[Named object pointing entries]
-- Start --

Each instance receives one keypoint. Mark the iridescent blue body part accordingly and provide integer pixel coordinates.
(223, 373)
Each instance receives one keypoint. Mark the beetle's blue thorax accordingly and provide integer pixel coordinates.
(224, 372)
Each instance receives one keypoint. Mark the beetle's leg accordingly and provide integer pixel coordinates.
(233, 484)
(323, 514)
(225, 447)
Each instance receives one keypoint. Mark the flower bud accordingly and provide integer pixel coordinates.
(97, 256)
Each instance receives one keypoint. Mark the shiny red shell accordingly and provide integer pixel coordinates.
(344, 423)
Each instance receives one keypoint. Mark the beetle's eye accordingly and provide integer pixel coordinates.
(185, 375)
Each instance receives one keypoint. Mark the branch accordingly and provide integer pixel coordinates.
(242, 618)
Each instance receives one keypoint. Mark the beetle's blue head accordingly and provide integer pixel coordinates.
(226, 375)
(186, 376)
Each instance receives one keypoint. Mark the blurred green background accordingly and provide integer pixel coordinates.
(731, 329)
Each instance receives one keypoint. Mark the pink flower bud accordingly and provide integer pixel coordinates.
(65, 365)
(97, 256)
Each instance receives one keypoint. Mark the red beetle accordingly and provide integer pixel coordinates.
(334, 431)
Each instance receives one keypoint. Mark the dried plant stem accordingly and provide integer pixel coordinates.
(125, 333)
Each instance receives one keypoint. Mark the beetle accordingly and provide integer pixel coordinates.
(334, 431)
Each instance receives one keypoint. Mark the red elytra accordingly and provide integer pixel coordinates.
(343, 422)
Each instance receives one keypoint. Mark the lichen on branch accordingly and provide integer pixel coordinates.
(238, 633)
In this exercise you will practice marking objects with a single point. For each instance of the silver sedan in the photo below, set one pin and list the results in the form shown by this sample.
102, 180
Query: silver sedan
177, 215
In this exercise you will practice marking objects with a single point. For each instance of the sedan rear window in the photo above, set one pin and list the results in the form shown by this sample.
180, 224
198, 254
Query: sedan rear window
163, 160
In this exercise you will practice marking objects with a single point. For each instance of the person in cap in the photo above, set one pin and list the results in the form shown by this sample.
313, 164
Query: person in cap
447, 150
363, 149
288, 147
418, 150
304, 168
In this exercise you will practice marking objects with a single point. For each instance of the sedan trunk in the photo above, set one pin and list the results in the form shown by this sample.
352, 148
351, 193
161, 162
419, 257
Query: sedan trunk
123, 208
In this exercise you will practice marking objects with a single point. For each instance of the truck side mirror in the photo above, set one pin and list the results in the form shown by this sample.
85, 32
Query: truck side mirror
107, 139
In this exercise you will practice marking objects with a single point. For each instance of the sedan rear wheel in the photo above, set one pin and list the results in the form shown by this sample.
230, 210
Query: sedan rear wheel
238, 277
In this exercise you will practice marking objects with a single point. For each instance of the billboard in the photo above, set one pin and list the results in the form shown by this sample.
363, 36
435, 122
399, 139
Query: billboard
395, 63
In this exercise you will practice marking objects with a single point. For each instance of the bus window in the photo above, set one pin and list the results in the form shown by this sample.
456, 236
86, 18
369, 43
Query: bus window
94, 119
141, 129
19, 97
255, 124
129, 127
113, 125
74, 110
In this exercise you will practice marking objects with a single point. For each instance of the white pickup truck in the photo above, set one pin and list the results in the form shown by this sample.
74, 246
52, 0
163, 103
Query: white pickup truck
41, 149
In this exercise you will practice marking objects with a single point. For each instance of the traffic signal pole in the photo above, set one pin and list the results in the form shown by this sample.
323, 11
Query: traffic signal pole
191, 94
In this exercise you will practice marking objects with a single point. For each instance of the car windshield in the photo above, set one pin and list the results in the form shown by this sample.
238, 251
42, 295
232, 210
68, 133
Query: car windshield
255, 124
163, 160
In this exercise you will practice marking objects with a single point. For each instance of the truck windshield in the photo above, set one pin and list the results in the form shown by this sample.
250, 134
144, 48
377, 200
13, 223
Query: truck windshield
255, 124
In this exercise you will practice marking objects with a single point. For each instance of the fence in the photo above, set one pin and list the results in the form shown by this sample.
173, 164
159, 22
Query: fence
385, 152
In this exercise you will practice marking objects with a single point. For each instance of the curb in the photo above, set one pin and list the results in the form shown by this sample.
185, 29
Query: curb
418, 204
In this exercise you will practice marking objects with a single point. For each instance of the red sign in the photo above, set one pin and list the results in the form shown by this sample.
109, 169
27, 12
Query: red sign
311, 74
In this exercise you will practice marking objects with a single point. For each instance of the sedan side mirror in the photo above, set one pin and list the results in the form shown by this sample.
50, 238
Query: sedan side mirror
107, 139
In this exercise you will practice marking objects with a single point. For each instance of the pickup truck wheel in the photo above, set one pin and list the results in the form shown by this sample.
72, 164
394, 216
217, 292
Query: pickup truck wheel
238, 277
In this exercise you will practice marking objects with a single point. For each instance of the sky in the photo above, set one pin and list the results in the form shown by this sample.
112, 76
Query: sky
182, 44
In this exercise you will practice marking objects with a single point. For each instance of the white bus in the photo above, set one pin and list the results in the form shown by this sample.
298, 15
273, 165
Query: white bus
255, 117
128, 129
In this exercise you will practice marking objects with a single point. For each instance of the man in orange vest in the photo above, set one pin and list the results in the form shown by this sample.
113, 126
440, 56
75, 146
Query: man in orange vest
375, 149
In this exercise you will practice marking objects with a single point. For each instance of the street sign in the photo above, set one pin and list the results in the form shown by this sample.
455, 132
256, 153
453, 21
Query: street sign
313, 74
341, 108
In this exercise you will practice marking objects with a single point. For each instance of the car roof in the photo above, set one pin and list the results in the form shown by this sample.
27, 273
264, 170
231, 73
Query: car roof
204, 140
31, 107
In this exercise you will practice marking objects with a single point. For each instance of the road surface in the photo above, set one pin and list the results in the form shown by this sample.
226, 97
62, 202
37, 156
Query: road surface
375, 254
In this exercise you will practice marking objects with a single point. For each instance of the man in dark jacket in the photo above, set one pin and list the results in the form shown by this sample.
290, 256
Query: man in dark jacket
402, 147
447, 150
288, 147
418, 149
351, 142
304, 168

-- End --

Task to carry out :: Reproduce the whole listing word for word.

Correct response ::
Each instance receives one keypoint. Mark the iridescent blue body part accordingly and provide integer pixel coordinates.
(223, 373)
Each instance receives one keypoint. Mark the beetle's blue thorax accordingly and provide integer pixel coordinates.
(224, 372)
Each instance receives one keypoint. Mark the beetle's leg accordingly and provide integer pixel coordinates.
(233, 484)
(323, 514)
(225, 447)
Each instance receives one keypoint. Mark the flower bud accordingly and provide integer pixel coordinates.
(97, 256)
Each instance receives one keypoint. Mark the shiny red shell accordingly and provide integer pixel coordinates.
(344, 423)
Each instance receives one keypoint. Mark the beetle's eye accordingly and provide integer pixel coordinates.
(185, 375)
Each instance receives one keypoint. Mark the branch accordingly and provide integer pixel coordinates.
(242, 618)
Each instance receives one keypoint. Mark the beetle's blue head accordingly and provide integer pixel coordinates.
(226, 375)
(186, 376)
Each instance receives one keypoint. Mark the blurred green background accordingly and provide integer pixel coordinates.
(731, 329)
Each instance receives one keypoint. Mark the pink flower bud accordingly and provide integer pixel coordinates.
(65, 365)
(97, 256)
Each instance receives one keypoint. Mark the red beetle accordingly and provide integer pixel coordinates.
(334, 431)
Each instance receives one keypoint. Mark the dried plant stem accordingly and provide integer pixel coordinates.
(125, 333)
Each instance receives one keypoint. Mark the beetle accordingly and provide integer pixel coordinates.
(334, 431)
Each instance receives one keypoint. Mark the red elytra accordingly and provide integer pixel coordinates.
(343, 422)
Each instance receives one keypoint. Mark the lichen on branch accordingly and provide integer pixel coordinates.
(238, 633)
In this exercise you will practice marking objects with a single point. For each instance of the silver sedan in the photo below, set one pin and list the results in the form shown by this sample.
102, 180
Query: silver sedan
177, 215
In this exercise you will practice marking objects with a single point. For each instance of the sedan rear window in the photo above, set one pin and list the results in the form shown by this sample.
180, 224
198, 254
Query: sedan rear window
163, 160
In this exercise you will practice marking objects with a single point. For each instance of the person in cap in the photo above, set one pin and list the results in the form shown by this sample.
313, 164
Query: person in cap
447, 150
363, 149
288, 147
418, 150
304, 168
In this exercise you will practice marking objects with a single point. For each instance of the sedan trunk in the photo above, set one pin and list the results in the form shown by this sample.
352, 148
351, 193
161, 162
419, 257
Query: sedan trunk
123, 208
In this exercise you will practice marking objects with a single point. For each instance of the truck side mirror in the photo above, set one pin and list the results in the form shown by this sample.
85, 32
Query: truck side mirror
107, 139
In this exercise you will practice marking objects with a single point. For each instance of the sedan rear wheel in the photo above, set one pin and list the results in the form shown by this sample.
230, 210
Query: sedan rear wheel
238, 277
In this exercise you will practice marking objects with a single point. For each instance of the billboard in the photo above, set one pin and list the results in the form shown by this sample.
363, 36
435, 122
399, 139
Query: billboard
395, 63
In this exercise you will practice marking objects with a single point. For each instance of the bus window in the photo above, set one pin and list the results in the form shown by this sample.
456, 236
86, 18
369, 43
Query: bus window
94, 119
141, 129
19, 97
255, 124
129, 127
113, 125
74, 110
In this exercise you will practice marking objects with a single point. For each instance of the white pickup truck in the photo above, set one pin and list the results in the form shown by this sample.
74, 246
52, 0
163, 103
Query: white pickup truck
41, 149
In this exercise you will practice marking objects with a single point. For each instance of the traffic signal pole in the photo above, set one pin and list the results in the form shown by this sample.
323, 11
Query: traffic signal pole
191, 94
In this exercise you will practice marking objects with a single point. For each instance of the car windshield in the photo above, set one pin and list the results in the form shown by this sample.
238, 251
42, 295
232, 210
68, 133
Query: car windshield
255, 124
163, 160
In this exercise you will practice marking objects with a single point. For each instance of the truck windshield in the photo above, set one pin and list the results in the form shown by this sample.
250, 134
144, 48
377, 200
13, 223
Query: truck windshield
255, 124
In this exercise you will practice marking objects with a single point. For each instance of the fence in the photo above, set one pin and list the results in the form shown by this sample.
173, 164
159, 22
Query: fence
385, 152
In this exercise you will practice marking objects with a single point. For each instance of the curb in the photo above, set one pin and list the results in the form shown by this sample.
185, 29
Query: curb
418, 204
In this exercise you will practice marking objects with a single point. For each instance of the red sign in the photo above, set one pin and list the results in the form shown by this sample.
109, 169
27, 12
Query: red sign
311, 74
In this exercise you will practice marking objects with a single point. For each instance of the sedan side mirror in the photo above, set one pin and list the results in the form shown by this sample.
50, 238
Query: sedan side mirror
107, 139
In this exercise you will practice marking objects with a single point. For each instance of the pickup truck wheel in the photo above, set one pin and list the results in the form shown by this sample.
72, 164
394, 216
217, 292
Query: pickup truck wheel
238, 277
In this exercise you will practice marking objects with a single point. For each instance of the sky in the photo above, set one pin and list the results in the form shown by this sample.
112, 76
Query: sky
182, 44
In this exercise you will practice marking objects with a single point. For each instance of the white bus in the photo above, set one pin and list the results in the form shown by this sample.
298, 15
273, 165
Query: white bus
255, 117
128, 129
In this exercise you will practice marking objects with a single point. For each instance of the man in orange vest in the photo above, set one pin and list the results in the form shown by this sample.
113, 126
440, 56
75, 146
Query: man in orange vest
375, 149
In this exercise you will practice marking objects with a single point. For each instance of the street sign in the photo above, set one pin and list the results in the form shown by this sample.
455, 132
256, 153
453, 21
Query: street sign
313, 74
341, 108
In this exercise you will practice marking objects with a single point. For each instance of the car roof in the photo above, set one pin and list the results in the form shown by this sample.
27, 273
264, 170
231, 73
Query: car roof
204, 140
31, 107
In this exercise you will practice marking objects with a single point. For each instance of the road surface in the photo above, set one pin and list the results in the form shown by this sample.
226, 97
62, 202
37, 156
Query: road surface
375, 254
In this exercise you will practice marking objects with a single point. For each instance of the man in dark jacket in the photo above, set one pin and list the results in the form shown by this sample.
290, 256
Query: man in dark jacket
402, 147
447, 150
288, 147
418, 149
351, 142
304, 168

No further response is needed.